## Task requirements
Omit the images and return the remaining entries unchanged.

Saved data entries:
>>>

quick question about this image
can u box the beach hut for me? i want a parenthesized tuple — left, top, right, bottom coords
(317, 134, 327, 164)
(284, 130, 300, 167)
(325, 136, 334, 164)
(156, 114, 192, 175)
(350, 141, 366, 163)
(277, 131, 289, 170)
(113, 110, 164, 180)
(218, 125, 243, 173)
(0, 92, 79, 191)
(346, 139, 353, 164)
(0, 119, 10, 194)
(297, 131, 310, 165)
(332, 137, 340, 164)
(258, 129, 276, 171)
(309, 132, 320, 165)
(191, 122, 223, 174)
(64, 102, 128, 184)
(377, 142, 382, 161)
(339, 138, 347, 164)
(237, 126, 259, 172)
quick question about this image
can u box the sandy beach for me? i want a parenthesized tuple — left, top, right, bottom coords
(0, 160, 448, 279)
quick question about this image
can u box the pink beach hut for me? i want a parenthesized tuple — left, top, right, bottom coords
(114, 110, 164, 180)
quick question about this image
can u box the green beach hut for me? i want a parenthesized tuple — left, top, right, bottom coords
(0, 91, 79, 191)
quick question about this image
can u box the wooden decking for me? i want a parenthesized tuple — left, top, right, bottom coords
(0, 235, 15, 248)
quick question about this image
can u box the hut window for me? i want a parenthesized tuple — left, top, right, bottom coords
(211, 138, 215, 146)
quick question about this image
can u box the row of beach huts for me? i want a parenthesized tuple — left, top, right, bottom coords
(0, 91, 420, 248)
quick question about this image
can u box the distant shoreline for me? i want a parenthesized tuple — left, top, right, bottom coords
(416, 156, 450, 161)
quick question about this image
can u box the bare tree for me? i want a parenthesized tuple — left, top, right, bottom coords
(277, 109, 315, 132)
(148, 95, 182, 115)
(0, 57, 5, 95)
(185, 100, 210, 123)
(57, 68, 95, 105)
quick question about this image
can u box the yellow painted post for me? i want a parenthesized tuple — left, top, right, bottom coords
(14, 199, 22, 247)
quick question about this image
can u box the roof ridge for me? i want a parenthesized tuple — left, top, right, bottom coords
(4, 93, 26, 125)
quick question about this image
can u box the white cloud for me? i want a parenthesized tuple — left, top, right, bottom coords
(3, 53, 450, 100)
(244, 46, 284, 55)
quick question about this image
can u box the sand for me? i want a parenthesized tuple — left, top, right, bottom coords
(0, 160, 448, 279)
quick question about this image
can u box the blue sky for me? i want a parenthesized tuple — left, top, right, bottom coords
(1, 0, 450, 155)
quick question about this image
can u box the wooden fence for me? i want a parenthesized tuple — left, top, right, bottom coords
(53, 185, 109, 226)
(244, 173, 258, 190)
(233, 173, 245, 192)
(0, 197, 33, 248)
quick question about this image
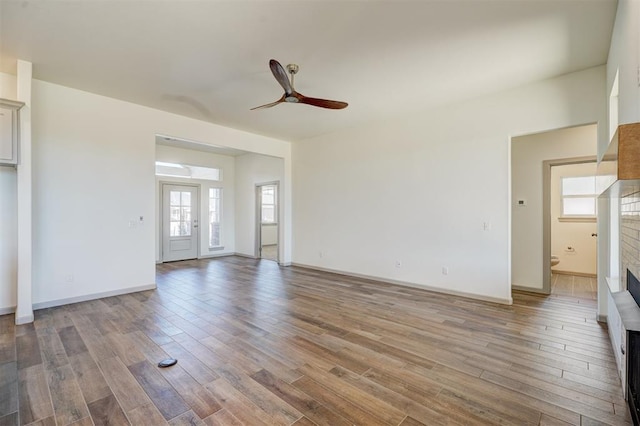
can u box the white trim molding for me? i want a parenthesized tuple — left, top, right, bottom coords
(0, 306, 16, 316)
(32, 284, 157, 311)
(293, 263, 513, 305)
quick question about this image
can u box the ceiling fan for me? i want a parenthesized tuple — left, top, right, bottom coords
(251, 59, 348, 110)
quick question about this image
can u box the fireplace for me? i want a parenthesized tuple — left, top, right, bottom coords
(627, 269, 640, 425)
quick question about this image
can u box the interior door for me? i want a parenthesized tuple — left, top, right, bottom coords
(257, 183, 278, 262)
(162, 184, 198, 262)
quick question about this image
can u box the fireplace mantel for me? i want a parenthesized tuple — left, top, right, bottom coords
(598, 122, 640, 197)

<<<

## Output for this task
quick question about this image
can u box the beach hut for me? i want a parenthesized tuple — left, top, right, bottom coords
(317, 134, 327, 164)
(284, 130, 300, 167)
(325, 136, 334, 164)
(156, 114, 192, 175)
(350, 141, 366, 163)
(277, 131, 289, 170)
(113, 110, 164, 180)
(218, 125, 243, 173)
(0, 92, 79, 191)
(346, 139, 353, 164)
(0, 119, 10, 194)
(297, 131, 310, 165)
(332, 137, 340, 164)
(258, 129, 276, 171)
(309, 132, 320, 165)
(191, 122, 223, 174)
(64, 102, 128, 184)
(377, 142, 382, 161)
(339, 138, 347, 164)
(237, 126, 259, 172)
quick question about this image
can u box the sandy beach for me? i want a parenthesized tuple — left, top, right, bottom coords
(0, 160, 448, 279)
quick question about this image
can u box the pink beach hut for me? i want a parenthesized tuple — left, top, right, bottom coords
(114, 110, 164, 180)
quick question about this image
can u box the green beach hut for me? i want a parenthesized tuple — left, top, right, bottom coords
(0, 91, 79, 191)
quick question about this image
can u box the wooden decking for me? i want a parenthesized tuple — left, top, right, bottom coords
(0, 235, 15, 248)
quick question about this image
can u box the hut window for me? i want a parenthesized tuple — left, top, right, bottom coords
(211, 138, 215, 146)
quick question about this image
can u box the row of beach huts for me? i want a parenthesized tuple — left, top, right, bottom coords
(0, 91, 420, 248)
quick question about this image
can u box the distant shoreline for me? i want a parenthesized tuple — left, top, right, bottom coords
(416, 156, 450, 161)
quick question about this image
can u box the bare tree for me? i want a parenthesized tuple — left, top, right, bottom coords
(277, 109, 315, 132)
(148, 95, 182, 115)
(0, 57, 5, 95)
(185, 100, 210, 123)
(57, 68, 95, 105)
quick question about this image
can u box the yellow painted post for me? i want a parenthesized tuple — left, top, right, bottom coords
(14, 199, 22, 247)
quick question about this image
can u box the roof ridge for me? i want a parenthesized tuple — left, top, right, bottom coords
(4, 93, 26, 125)
quick question about this image
can u box the white cloud for me? i want a parenthesized tuple — left, top, right, bottom coords
(3, 53, 450, 100)
(244, 46, 284, 55)
quick question about this image
can u box the sand for me? i want a parenthesized tuple — left, top, right, bottom coords
(0, 160, 448, 279)
quick question about this image
can u box the blue sky for me? i want a parenthesized tuple — left, top, right, bottom coords
(1, 0, 450, 155)
quick question about this image
can u box the wooden fence for me? i want a parenthesized tuple — left, top, right, bottom coords
(53, 185, 109, 226)
(244, 173, 258, 190)
(233, 173, 245, 192)
(0, 197, 33, 248)
quick question about this image
can u box the white trim molding for me? i want a parenthesized tuple — left, top, right, bottom coords
(0, 306, 16, 316)
(32, 284, 157, 311)
(293, 263, 513, 305)
quick question about this image
can u box the ceiling fan for me? i want a parenthesized tuple — left, top, right, bottom coords
(251, 59, 348, 110)
quick question about this image
can u box the fireplace for me? i want a parenthesized tuple — left, top, right, bottom coords
(627, 269, 640, 425)
quick question about this image
can u box the interior door for me? i want a parenthesized tuple — left, top, right, bottom coords
(257, 183, 278, 262)
(162, 184, 198, 262)
quick question about this image
can u box the fireplace mantel for me? i want a parenthesized tuple — left, top, right, bottom coords
(598, 122, 640, 197)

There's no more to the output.